Data for this task:
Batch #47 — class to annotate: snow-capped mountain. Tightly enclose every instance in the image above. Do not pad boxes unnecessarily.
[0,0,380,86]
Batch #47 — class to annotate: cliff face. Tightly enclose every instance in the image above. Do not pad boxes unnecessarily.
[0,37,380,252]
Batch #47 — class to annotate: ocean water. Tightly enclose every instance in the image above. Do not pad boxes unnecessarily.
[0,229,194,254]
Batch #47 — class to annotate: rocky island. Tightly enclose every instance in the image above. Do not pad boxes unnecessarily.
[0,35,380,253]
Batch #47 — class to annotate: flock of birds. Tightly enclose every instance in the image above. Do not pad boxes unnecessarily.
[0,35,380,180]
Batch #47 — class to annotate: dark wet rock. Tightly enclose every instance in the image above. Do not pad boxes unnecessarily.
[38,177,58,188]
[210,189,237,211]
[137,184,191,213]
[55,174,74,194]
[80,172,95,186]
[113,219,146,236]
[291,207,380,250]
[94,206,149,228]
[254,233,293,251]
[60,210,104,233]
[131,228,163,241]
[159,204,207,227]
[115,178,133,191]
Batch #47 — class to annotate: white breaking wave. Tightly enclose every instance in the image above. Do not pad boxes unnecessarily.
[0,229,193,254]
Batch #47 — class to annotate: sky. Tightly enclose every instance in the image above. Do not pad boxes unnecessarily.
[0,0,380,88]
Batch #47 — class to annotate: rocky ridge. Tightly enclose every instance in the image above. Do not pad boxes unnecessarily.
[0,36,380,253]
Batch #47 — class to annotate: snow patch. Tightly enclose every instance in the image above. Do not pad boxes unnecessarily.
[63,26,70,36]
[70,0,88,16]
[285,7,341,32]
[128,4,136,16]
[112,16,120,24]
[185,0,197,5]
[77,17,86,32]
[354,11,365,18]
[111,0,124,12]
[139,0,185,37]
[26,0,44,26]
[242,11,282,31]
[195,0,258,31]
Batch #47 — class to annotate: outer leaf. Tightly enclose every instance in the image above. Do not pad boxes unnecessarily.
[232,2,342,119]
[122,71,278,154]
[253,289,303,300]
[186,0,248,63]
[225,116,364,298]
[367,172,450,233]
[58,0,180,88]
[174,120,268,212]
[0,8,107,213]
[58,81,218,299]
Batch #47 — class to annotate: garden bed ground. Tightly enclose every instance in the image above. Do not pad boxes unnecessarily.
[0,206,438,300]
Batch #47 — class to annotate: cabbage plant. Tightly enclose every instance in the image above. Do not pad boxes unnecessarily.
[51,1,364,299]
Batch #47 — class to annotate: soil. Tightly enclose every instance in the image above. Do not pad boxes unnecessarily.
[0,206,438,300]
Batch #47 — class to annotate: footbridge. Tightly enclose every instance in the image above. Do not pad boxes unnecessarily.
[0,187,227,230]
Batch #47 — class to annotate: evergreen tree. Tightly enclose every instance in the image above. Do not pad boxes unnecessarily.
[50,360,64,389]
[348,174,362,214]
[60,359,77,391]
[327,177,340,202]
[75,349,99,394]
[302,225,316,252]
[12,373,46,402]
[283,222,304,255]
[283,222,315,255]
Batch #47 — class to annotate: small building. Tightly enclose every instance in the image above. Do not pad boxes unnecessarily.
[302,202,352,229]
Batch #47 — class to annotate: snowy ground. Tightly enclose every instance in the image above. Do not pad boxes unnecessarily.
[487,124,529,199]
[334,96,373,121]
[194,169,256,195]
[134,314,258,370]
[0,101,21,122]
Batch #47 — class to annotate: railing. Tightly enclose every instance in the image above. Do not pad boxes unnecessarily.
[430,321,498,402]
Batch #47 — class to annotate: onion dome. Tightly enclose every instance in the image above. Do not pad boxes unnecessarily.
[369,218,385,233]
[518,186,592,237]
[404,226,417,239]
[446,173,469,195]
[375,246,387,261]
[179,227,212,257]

Task requirements: Locate each line of the material that contains the word "rocky", and copy those lines out in full.

Final result:
Batch #47 — class to annotate: rocky island. Tightly enclose every instance in the image above. Do not pad boxes unnecessarily.
Batch #47 — class to annotate: rocky ridge. Tightly enclose every instance in the image above. Do not pad boxes unnecessarily.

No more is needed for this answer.